Can you copy out the entries below word for word, changing nothing?

* Begin SUPPLIED DATA *

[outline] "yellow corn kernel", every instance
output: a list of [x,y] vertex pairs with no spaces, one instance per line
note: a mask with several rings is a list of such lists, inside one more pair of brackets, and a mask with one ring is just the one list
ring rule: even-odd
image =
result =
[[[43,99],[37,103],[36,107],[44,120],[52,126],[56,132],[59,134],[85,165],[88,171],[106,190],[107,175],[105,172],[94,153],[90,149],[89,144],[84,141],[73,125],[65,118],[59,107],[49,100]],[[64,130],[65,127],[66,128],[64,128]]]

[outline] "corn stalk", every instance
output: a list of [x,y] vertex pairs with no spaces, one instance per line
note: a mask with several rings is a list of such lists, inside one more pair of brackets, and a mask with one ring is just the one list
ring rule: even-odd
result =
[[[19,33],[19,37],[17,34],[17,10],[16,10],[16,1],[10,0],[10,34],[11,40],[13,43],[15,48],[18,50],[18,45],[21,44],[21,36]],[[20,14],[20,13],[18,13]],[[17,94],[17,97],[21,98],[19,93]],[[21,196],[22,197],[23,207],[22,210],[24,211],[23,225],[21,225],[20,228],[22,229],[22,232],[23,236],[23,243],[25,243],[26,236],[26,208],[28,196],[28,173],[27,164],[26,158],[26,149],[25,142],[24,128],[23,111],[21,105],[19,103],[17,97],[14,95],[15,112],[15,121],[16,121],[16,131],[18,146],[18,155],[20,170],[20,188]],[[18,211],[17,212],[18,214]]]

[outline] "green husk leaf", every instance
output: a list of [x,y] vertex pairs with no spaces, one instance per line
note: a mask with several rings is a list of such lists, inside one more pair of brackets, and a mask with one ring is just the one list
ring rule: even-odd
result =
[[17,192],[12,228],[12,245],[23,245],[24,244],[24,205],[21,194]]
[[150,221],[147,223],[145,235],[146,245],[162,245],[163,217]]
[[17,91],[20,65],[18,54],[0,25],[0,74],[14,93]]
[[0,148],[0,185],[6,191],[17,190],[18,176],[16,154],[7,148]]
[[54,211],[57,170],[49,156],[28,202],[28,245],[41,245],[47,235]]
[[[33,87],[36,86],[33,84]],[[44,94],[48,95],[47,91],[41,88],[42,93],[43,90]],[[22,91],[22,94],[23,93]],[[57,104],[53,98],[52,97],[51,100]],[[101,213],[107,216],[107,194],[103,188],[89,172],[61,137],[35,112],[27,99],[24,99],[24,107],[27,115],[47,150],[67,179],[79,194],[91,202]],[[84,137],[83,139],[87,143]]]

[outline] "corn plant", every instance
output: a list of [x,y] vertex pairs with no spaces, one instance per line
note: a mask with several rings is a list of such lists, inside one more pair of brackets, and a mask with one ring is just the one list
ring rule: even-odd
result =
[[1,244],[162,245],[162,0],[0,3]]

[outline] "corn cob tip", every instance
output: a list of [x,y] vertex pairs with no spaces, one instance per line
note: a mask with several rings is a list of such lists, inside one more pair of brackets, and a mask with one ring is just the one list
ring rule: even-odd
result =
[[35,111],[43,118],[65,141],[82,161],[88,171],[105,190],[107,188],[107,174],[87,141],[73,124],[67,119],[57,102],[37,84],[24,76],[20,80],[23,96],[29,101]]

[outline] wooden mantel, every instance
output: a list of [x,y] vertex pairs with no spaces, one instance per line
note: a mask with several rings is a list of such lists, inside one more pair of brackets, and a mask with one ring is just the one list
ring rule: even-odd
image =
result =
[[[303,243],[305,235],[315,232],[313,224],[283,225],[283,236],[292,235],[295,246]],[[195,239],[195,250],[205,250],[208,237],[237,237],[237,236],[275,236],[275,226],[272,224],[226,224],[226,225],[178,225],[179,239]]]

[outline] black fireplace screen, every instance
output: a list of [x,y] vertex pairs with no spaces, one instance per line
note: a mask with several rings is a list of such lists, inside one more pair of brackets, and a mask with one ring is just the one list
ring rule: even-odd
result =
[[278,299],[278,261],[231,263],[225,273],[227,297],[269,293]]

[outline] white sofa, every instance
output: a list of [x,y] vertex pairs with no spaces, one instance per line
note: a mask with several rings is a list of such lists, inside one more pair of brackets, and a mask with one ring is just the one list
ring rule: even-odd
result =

* End SUPPLIED DATA *

» **SOLUTION TO THE PROBLEM**:
[outline] "yellow corn kernel", every instance
output: a list of [x,y] vertex pairs with no spaces, one instance per line
note: a mask with several rings is a list of such lists, inside one more pair of brackets, and a mask with one ring is just the one list
ring rule: even-odd
image =
result =
[[[43,99],[37,103],[36,107],[44,120],[52,126],[56,132],[59,134],[85,165],[88,171],[106,190],[107,175],[105,172],[94,153],[90,149],[89,144],[84,141],[73,125],[65,118],[59,107],[49,100]],[[64,130],[65,127],[66,128],[64,128]]]

[outline] "corn stalk", every instance
output: a list of [x,y] vertex pairs with no spaces, one instance per line
note: a mask with several rings is a list of such lists, inside one more pair of brackets, and a mask with one ring is just the one list
ring rule: even-odd
result =
[[[19,33],[19,37],[17,34],[17,10],[16,10],[16,1],[10,0],[10,34],[11,40],[13,43],[15,48],[18,50],[18,45],[21,44],[21,36]],[[20,14],[20,13],[18,13]],[[17,94],[17,97],[21,98],[19,93]],[[21,196],[22,197],[23,207],[22,210],[24,211],[23,225],[21,225],[20,228],[22,229],[22,232],[23,236],[23,243],[25,243],[26,236],[26,208],[28,196],[28,173],[27,164],[26,158],[26,149],[25,142],[24,128],[23,111],[21,105],[19,103],[17,97],[14,95],[15,112],[15,121],[16,121],[16,131],[18,146],[18,155],[20,170],[20,188]],[[18,211],[17,212],[18,214]]]

[outline] "green husk leaf", every instance
output: a list of [x,y] vertex pairs with no spaces, one instance per line
note: a mask with several rings is a list of such lists, inside one more pair of brackets, and a mask with one ring is just the one list
ring rule: even-odd
result =
[[17,192],[12,228],[12,245],[23,245],[24,244],[24,205],[21,194]]
[[150,221],[147,223],[145,235],[146,245],[162,245],[163,217]]
[[17,91],[20,65],[18,54],[0,25],[0,74],[14,93]]
[[0,148],[0,185],[6,191],[17,190],[18,176],[16,154],[7,148]]
[[54,211],[57,170],[49,156],[28,202],[28,245],[41,245],[47,235]]
[[[33,87],[36,86],[33,84]],[[44,94],[48,95],[47,91],[41,88],[42,93],[43,90]],[[22,91],[22,94],[23,93]],[[57,104],[53,98],[52,97],[51,100]],[[101,213],[107,216],[107,194],[103,188],[89,172],[61,137],[35,112],[27,99],[24,99],[24,107],[27,115],[47,150],[67,179],[79,194],[91,202]],[[84,137],[83,139],[87,143]]]

[outline] "corn plant", every instance
output: a list of [x,y] vertex pairs with no spaces, one instance per line
note: a mask with several rings is a list of such lists, inside one more pair of brackets, and a mask with one ring is just the one list
ring rule: even-odd
result =
[[1,244],[162,245],[162,0],[0,3]]

[outline] "corn cob tip", every instance
output: a list of [x,y] vertex pairs with no spaces, one instance per line
note: a mask with several rings is a list of such lists, inside one more pair of brackets, and a mask with one ring is just the one list
ring rule: even-odd
result =
[[35,111],[43,118],[65,141],[82,161],[88,171],[105,190],[107,188],[107,174],[87,141],[73,124],[67,119],[57,102],[37,84],[24,76],[20,80],[23,96],[29,101]]

[outline] wooden mantel, every instance
output: a list of [x,y] vertex pairs with no spaces, one instance per line
note: a mask with several rings is a list of such lists, inside one more pair of brackets, and a mask with one ring is just the one list
ring rule: even-odd
image =
result =
[[[303,243],[305,235],[315,232],[313,224],[283,225],[283,236],[292,235],[295,246]],[[195,239],[195,250],[205,250],[208,237],[237,237],[237,236],[275,236],[275,226],[272,224],[226,224],[226,225],[178,225],[179,239]]]

[outline] black fireplace screen, every instance
output: a list of [x,y] vertex pairs with no spaces, one instance per line
note: a mask with several rings is a list of such lists, inside one more pair of brackets, and a mask with one ring is just the one list
ring rule: even-odd
result =
[[278,299],[278,261],[231,263],[225,273],[227,297],[269,293]]

[outline] white sofa, every instance
output: a list of [x,y] vertex pairs with no spaces, one instance per line
note: a mask with several rings is a list of such lists, inside one more pair of brackets, and a mask with one ring is just the one list
ring rule: even-odd
result =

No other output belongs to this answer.